-- Opening Marker --

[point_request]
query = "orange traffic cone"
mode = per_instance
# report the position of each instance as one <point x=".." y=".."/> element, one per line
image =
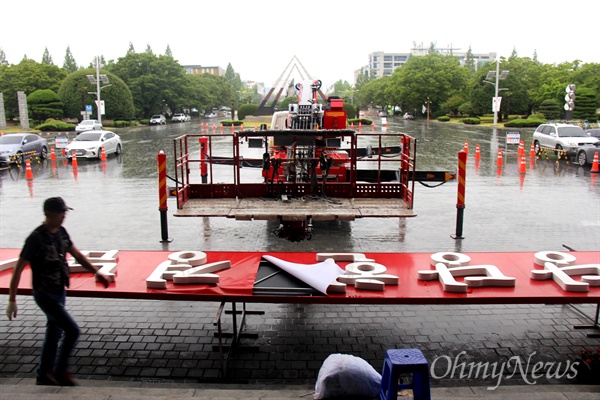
<point x="28" y="172"/>
<point x="595" y="169"/>
<point x="532" y="151"/>
<point x="522" y="165"/>
<point x="521" y="150"/>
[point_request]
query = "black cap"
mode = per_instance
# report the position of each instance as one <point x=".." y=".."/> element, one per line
<point x="56" y="204"/>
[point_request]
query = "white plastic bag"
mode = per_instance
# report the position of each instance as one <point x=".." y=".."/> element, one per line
<point x="346" y="375"/>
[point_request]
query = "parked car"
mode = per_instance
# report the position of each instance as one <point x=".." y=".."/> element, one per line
<point x="179" y="118"/>
<point x="14" y="147"/>
<point x="585" y="154"/>
<point x="593" y="132"/>
<point x="88" y="125"/>
<point x="89" y="144"/>
<point x="558" y="136"/>
<point x="158" y="119"/>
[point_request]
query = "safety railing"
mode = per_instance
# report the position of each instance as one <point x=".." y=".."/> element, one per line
<point x="205" y="153"/>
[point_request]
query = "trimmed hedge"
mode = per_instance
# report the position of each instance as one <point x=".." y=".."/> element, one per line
<point x="55" y="126"/>
<point x="471" y="121"/>
<point x="229" y="122"/>
<point x="524" y="123"/>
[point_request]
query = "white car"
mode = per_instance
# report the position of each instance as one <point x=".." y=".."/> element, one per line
<point x="89" y="144"/>
<point x="158" y="119"/>
<point x="566" y="137"/>
<point x="179" y="118"/>
<point x="88" y="125"/>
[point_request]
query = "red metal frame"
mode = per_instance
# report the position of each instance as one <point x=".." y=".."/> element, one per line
<point x="186" y="189"/>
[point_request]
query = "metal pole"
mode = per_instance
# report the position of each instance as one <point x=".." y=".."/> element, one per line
<point x="161" y="159"/>
<point x="98" y="107"/>
<point x="496" y="88"/>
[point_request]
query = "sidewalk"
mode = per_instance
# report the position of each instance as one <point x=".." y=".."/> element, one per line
<point x="24" y="389"/>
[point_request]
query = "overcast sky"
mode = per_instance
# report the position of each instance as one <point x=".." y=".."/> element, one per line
<point x="331" y="38"/>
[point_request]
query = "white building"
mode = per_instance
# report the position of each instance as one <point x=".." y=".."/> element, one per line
<point x="383" y="64"/>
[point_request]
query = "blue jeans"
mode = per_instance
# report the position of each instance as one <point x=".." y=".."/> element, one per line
<point x="59" y="322"/>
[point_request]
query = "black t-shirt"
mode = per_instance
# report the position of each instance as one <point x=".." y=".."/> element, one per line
<point x="46" y="253"/>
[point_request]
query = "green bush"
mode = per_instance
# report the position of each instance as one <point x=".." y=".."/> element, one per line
<point x="437" y="114"/>
<point x="538" y="116"/>
<point x="229" y="122"/>
<point x="364" y="121"/>
<point x="246" y="109"/>
<point x="524" y="123"/>
<point x="55" y="126"/>
<point x="471" y="121"/>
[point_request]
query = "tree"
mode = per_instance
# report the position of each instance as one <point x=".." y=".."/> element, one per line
<point x="44" y="104"/>
<point x="436" y="76"/>
<point x="157" y="83"/>
<point x="46" y="57"/>
<point x="3" y="60"/>
<point x="69" y="64"/>
<point x="75" y="94"/>
<point x="586" y="104"/>
<point x="27" y="76"/>
<point x="551" y="109"/>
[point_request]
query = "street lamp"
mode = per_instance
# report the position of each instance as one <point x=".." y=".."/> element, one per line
<point x="496" y="100"/>
<point x="96" y="80"/>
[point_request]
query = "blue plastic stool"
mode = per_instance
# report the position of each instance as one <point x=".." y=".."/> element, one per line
<point x="405" y="361"/>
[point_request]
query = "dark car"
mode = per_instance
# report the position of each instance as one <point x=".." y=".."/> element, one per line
<point x="585" y="154"/>
<point x="16" y="147"/>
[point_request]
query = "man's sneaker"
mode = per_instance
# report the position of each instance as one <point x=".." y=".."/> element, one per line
<point x="46" y="379"/>
<point x="65" y="379"/>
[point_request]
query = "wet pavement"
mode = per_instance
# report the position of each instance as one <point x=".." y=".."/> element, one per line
<point x="116" y="206"/>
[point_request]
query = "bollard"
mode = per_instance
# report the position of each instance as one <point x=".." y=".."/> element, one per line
<point x="161" y="159"/>
<point x="460" y="202"/>
<point x="203" y="167"/>
<point x="28" y="171"/>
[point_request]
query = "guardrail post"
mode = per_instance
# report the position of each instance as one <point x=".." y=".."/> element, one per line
<point x="161" y="159"/>
<point x="460" y="202"/>
<point x="203" y="167"/>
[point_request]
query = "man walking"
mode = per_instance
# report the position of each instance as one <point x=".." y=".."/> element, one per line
<point x="45" y="251"/>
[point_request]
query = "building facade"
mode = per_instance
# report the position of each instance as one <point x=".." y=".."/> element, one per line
<point x="199" y="69"/>
<point x="383" y="64"/>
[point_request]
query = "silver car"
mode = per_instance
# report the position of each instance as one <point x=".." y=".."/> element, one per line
<point x="88" y="125"/>
<point x="16" y="147"/>
<point x="565" y="137"/>
<point x="89" y="144"/>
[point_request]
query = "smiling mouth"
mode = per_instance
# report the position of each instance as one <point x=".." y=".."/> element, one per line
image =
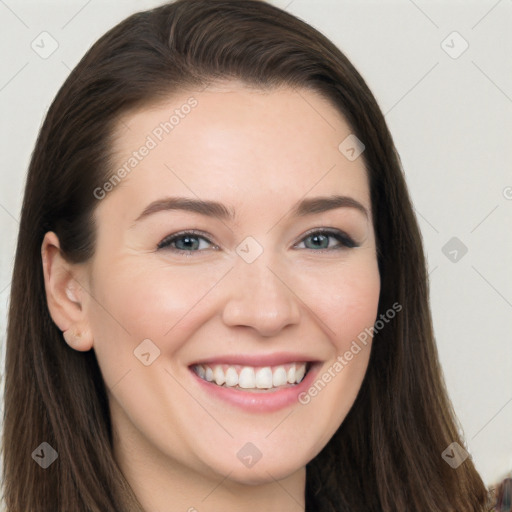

-- Closing Marker --

ASSIGNMENT » Show every line in the records above that contains the word "blue".

ANSWER BELOW »
query = "blue jeans"
query = "blue plastic stool"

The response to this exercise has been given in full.